* [SET TASK] Copy out every line again, beginning at the line that contains "Check this image for the presence of any plant" and stopping after the line that contains "left=0, top=369, right=713, bottom=381", and move each box coordinate in those items up by 19.

[start]

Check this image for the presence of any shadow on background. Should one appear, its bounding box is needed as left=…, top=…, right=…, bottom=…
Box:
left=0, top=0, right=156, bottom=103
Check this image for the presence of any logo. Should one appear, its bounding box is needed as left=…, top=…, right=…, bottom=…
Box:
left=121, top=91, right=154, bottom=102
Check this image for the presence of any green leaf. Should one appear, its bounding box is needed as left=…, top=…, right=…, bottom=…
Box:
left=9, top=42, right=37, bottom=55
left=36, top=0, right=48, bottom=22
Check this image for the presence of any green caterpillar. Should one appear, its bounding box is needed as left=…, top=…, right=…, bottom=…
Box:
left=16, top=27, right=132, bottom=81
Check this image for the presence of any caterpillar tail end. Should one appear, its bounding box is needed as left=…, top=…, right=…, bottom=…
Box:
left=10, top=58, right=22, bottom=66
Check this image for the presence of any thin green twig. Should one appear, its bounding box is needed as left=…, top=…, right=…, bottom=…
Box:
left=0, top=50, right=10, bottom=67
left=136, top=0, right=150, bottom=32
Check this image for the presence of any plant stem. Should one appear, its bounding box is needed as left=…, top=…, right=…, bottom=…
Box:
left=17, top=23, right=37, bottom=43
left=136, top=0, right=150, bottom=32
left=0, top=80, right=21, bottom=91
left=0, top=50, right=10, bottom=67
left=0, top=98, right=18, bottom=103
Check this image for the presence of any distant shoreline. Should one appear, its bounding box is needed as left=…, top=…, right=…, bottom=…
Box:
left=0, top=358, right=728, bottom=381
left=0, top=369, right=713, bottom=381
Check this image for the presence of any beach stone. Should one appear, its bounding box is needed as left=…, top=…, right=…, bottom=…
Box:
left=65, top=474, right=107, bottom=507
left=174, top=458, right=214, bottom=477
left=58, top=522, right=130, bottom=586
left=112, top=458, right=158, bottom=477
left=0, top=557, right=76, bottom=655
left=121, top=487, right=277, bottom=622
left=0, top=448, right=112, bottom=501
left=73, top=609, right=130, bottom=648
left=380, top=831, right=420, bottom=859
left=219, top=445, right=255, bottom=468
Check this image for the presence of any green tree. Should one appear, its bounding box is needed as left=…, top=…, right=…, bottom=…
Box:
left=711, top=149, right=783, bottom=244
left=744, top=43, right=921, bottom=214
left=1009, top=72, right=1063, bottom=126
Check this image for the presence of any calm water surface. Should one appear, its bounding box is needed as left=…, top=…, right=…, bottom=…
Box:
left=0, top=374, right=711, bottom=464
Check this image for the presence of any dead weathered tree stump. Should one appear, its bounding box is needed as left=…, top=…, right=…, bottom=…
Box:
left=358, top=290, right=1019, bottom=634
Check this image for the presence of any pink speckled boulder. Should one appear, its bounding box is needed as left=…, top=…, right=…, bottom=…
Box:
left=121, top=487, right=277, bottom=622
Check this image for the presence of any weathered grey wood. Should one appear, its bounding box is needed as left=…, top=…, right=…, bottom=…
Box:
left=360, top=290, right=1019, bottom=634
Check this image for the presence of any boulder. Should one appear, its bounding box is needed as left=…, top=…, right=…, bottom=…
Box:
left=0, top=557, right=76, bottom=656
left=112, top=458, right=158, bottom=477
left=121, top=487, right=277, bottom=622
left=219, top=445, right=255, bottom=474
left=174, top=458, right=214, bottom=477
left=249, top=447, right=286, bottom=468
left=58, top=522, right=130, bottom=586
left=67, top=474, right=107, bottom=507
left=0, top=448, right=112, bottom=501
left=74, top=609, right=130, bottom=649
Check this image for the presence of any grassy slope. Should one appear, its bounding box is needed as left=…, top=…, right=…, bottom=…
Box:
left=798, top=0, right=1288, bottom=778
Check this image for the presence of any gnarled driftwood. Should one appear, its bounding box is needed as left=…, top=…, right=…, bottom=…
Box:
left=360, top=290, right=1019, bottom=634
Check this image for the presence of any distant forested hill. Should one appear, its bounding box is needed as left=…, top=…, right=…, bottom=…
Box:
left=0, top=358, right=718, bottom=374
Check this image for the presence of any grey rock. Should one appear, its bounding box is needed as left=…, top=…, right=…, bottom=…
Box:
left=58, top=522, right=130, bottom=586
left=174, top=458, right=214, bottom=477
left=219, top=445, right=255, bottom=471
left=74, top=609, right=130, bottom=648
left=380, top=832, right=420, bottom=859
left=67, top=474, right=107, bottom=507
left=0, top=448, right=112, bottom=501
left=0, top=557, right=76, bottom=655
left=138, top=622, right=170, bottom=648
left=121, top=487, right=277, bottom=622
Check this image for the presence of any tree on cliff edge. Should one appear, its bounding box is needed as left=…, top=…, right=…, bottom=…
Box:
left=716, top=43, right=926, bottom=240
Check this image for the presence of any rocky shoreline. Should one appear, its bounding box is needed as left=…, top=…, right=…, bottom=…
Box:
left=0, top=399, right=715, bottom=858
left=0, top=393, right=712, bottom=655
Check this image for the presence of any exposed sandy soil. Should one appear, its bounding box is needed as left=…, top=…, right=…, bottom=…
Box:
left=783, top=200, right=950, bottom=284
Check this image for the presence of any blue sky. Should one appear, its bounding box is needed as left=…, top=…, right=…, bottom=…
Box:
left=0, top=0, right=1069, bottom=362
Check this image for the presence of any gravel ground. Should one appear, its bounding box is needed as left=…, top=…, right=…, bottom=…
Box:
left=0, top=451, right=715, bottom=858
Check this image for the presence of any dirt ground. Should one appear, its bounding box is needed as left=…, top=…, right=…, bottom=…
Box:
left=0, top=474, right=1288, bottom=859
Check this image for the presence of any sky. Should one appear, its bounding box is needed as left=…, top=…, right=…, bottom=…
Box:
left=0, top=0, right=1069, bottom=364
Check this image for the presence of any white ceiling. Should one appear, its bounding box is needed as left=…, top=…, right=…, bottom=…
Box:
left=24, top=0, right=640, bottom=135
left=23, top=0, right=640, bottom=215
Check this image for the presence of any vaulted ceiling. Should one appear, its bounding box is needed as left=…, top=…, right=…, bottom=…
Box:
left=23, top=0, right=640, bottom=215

[end]

* [OUTPUT FOR THIS TASK]
Check this image for the presence of any plant stem. Should one appear, its bounding box is needed as left=…, top=…, right=…, bottom=…
Box:
left=36, top=42, right=56, bottom=62
left=155, top=19, right=169, bottom=51
left=19, top=99, right=40, bottom=110
left=19, top=69, right=29, bottom=86
left=19, top=117, right=37, bottom=122
Check this image for the presence of any distant shoreline. Should one appear, its bounding box is needed as left=…, top=…, right=…, bottom=…
Box:
left=19, top=377, right=747, bottom=400
left=19, top=388, right=732, bottom=400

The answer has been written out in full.